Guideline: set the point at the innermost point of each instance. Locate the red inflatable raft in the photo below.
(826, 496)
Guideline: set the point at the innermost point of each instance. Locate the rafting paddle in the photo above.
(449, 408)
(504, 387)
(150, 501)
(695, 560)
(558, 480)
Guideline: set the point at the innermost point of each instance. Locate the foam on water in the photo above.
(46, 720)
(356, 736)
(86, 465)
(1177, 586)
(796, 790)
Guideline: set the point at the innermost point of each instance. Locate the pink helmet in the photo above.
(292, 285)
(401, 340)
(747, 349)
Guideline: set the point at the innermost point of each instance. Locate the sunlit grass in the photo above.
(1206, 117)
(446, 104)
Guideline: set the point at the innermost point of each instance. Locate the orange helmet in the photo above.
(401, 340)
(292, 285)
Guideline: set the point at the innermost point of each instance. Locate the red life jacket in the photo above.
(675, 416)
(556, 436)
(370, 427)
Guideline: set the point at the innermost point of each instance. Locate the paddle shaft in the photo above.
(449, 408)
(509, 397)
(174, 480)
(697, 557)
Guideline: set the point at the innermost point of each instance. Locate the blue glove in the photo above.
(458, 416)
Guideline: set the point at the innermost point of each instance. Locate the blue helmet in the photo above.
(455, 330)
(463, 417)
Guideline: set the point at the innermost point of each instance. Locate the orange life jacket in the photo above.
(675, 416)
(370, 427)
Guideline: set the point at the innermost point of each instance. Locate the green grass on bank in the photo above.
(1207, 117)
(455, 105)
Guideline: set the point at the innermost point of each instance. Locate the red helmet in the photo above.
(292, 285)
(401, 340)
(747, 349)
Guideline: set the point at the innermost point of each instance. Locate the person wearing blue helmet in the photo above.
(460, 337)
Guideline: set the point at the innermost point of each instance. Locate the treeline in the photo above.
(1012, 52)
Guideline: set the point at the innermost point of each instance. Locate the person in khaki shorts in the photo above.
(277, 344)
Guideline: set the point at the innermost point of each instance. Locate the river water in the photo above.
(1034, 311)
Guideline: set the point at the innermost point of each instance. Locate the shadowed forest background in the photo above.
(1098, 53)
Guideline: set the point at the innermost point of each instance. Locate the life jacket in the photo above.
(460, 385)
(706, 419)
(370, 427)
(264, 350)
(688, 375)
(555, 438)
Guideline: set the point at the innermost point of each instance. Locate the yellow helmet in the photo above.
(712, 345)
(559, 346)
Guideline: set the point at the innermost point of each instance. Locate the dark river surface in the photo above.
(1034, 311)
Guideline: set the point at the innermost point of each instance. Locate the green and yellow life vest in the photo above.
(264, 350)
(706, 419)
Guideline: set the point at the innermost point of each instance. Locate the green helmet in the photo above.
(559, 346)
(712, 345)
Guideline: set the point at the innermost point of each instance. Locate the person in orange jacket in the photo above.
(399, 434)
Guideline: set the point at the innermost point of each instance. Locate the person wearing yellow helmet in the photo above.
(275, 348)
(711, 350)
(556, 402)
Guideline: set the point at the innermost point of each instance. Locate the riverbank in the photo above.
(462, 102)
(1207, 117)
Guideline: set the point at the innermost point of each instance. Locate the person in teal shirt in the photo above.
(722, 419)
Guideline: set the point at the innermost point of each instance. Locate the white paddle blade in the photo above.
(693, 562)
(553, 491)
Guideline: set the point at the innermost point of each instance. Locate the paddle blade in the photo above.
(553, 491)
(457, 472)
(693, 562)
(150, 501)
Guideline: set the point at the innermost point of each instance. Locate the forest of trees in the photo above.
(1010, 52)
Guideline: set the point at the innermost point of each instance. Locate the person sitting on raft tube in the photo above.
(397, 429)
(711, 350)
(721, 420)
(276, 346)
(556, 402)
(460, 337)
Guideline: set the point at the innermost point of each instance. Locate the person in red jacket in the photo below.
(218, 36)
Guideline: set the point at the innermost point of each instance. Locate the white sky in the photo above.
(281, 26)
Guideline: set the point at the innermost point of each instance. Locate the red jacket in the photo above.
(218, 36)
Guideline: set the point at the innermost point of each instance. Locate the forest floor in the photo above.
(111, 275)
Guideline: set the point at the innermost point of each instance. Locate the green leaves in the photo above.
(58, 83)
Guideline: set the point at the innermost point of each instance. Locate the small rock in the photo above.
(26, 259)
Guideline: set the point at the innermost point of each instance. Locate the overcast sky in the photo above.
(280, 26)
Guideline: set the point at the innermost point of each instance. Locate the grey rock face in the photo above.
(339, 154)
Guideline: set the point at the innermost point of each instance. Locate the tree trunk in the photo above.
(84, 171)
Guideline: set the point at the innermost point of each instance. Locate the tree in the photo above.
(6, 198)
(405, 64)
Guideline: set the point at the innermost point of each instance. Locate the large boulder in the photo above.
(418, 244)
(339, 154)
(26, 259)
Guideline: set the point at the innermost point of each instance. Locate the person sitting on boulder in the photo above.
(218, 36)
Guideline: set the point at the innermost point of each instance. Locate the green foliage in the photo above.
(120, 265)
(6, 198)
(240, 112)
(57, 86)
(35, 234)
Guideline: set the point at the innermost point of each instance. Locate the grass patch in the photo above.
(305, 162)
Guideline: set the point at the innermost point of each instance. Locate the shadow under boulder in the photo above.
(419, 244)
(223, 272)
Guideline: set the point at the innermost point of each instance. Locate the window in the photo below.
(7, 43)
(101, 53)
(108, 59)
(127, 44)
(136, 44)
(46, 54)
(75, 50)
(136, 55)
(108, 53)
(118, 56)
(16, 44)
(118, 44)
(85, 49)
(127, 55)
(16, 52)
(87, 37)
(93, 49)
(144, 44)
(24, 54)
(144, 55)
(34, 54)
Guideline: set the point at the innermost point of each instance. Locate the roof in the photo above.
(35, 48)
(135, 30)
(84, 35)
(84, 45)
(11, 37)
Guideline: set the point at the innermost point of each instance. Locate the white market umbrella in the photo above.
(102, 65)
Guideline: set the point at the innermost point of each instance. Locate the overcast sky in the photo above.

== Task ==
Please write out all of the records above, character for character.

== Exercise solution ==
Guideline: set the point at the innermost point of each instance. Locate the red inflatable raft in the photo below.
(826, 496)
Guideline: set the point at the innermost point of each instance. Locate the rafting paddle in the photo above.
(449, 408)
(504, 387)
(150, 501)
(695, 560)
(558, 480)
Guideline: set the point at the innermost point of each instance. Locate the foam on water in the photo above.
(46, 720)
(356, 736)
(86, 465)
(1177, 586)
(796, 790)
Guideline: set the point at the innermost point of each instance. Locate the pink helmet in the photo above.
(292, 285)
(401, 340)
(747, 349)
Guideline: set the point at the innermost point of each instance. Locate the sunlit grass in the photo above.
(1206, 117)
(446, 104)
Guideline: set the point at the innermost point of each instance. Locate the orange helmet in the photo above.
(401, 340)
(292, 285)
Guideline: set the point at the innermost point of each instance. Locate the red life jacket in the photo above.
(675, 416)
(556, 436)
(370, 427)
Guideline: set the point at the innermost point of each instance. Locate the paddle shaft in the photo above.
(449, 408)
(509, 397)
(174, 480)
(697, 557)
Guideline: set the point at the innermost point of each instance. Locate the blue glove in the photo above.
(458, 416)
Guideline: set the point at the innermost point of each instance. Locate the blue helmet in the photo above.
(455, 330)
(463, 417)
Guideline: set the point at the innermost point of each instance. Locate the orange life jacket in the photo above.
(675, 416)
(370, 427)
Guideline: set the point at the innermost point of each instance. Locate the green grass on bank in the photo above.
(1207, 117)
(455, 105)
Guideline: set the point at the innermost point of each instance. Locate the red helmet in the photo above.
(292, 285)
(401, 340)
(747, 349)
Guideline: set the point at the innermost point of each instance. Locate the person wearing blue helmet in the photo above.
(460, 337)
Guideline: set the point at the innermost point of each instance. Locate the treeline in the photo above.
(1012, 52)
Guideline: set the point at the innermost point of each instance. Locate the person in khaki shorts in the photo above.
(277, 344)
Guideline: set the point at the innermost point of each instance. Locate the river water in the photo above.
(1034, 311)
Guideline: set the point at the innermost point of each instance. Locate the shadowed forest background in the photo above.
(1098, 53)
Guideline: set the point at the innermost point of each instance. Locate the life jacket in the photo above.
(460, 385)
(706, 419)
(370, 427)
(264, 350)
(688, 375)
(555, 438)
Guideline: set the point at the innermost point of each instance. Locate the yellow helmet in the photo above.
(712, 345)
(559, 346)
Guideline: set the point at the innermost point of each instance. Locate the dark river surface in the photo above.
(1034, 311)
Guideline: set the point at the innermost point of each instance. Locate the green and yellow life vest in the photo above.
(264, 350)
(706, 419)
Guideline: set the point at the innermost point of each instance. Locate the green helmet in the photo above.
(559, 346)
(712, 345)
Guideline: set the point at the innermost point of each instance. Locate the person in orange jacket in the photo above.
(399, 434)
Guideline: set the point at the innermost point of each instance. Locate the person wearing yellow helmet in the photo above.
(275, 348)
(711, 350)
(556, 402)
Guideline: set the point at the innermost point of each instance. Locate the riverbank in the photo above.
(462, 102)
(1207, 117)
Guideline: set the point at the innermost point of each instance. Locate the person in teal shirt in the photo above.
(722, 419)
Guideline: set the point at the innermost point of each instance. Locate the white paddle blade in the photo above.
(693, 562)
(553, 491)
Guideline: set the point at the innermost point of each instance. Locate the paddle blade in the photo above.
(553, 491)
(457, 472)
(693, 562)
(150, 501)
Guideline: set the point at the innermost point of each instance. Locate the forest of trees in the photo above.
(1010, 52)
Guideline: set the point at the innermost point of each instance. Locate the person sitting on raft tube in the photo above.
(397, 429)
(711, 350)
(721, 420)
(276, 346)
(556, 402)
(460, 337)
Guideline: set the point at the innermost point of each instance. Locate the person in red jacket in the photo below.
(218, 36)
Guideline: set the point at the innermost point of each instance. Locate the white sky in the photo above.
(281, 26)
Guideline: set the point at the innermost point of each instance. Locate the red jacket in the photo above.
(218, 36)
Guideline: set the point at the innermost point of each instance. Locate the forest floor in the photo above.
(111, 275)
Guideline: set the point at the innermost point of each instance. Locate the green leaves in the photo above.
(58, 83)
Guideline: set the point at the innermost point of each instance. Locate the small rock in the photo above.
(26, 259)
Guideline: set the point at the innermost point of each instance. Locate the overcast sky in the photo above.
(280, 26)
Guideline: set the point at the innermost point of each instance. Locate the grey rock face in the photo above.
(339, 154)
Guideline: set the point at the innermost point of each instance. Locate the tree trunk in the photo above.
(84, 171)
Guideline: set the point at the innermost point of each instance. Locate the tree in the photo above.
(6, 198)
(405, 64)
Guideline: set the point at the innermost point of each instance. Locate the large boulder in the photo above.
(418, 244)
(339, 154)
(26, 259)
Guideline: set the point at the innermost point of each instance. Locate the person sitting on boulder in the photo above.
(218, 36)
Guideline: set the point at the innermost point of each instance. Locate the green foliage in the photo above.
(120, 265)
(6, 198)
(240, 112)
(57, 86)
(35, 234)
Guideline: set the point at the innermost point of each instance. Locate the grass patch in the photo above.
(305, 162)
Guideline: set the point at the innermost point of each instance. Locate the shadow under boulder in the photo above.
(419, 244)
(223, 272)
Guideline: set the point at the innermost point of each instance. Locate the window in the photo below.
(7, 43)
(101, 53)
(108, 59)
(127, 44)
(136, 44)
(46, 54)
(75, 50)
(136, 55)
(108, 53)
(118, 56)
(16, 44)
(118, 44)
(85, 49)
(127, 55)
(16, 52)
(87, 37)
(93, 49)
(144, 44)
(24, 54)
(144, 55)
(34, 54)
Guideline: set the point at the innermost point of each instance. Locate the roof in the photo above.
(35, 48)
(135, 30)
(84, 35)
(84, 45)
(11, 37)
Guideline: set the point at the innermost point of each instance. Locate the white market umbrella in the photo above.
(102, 65)
Guideline: set the point at the innermost point of each instance. Locate the overcast sky in the photo above.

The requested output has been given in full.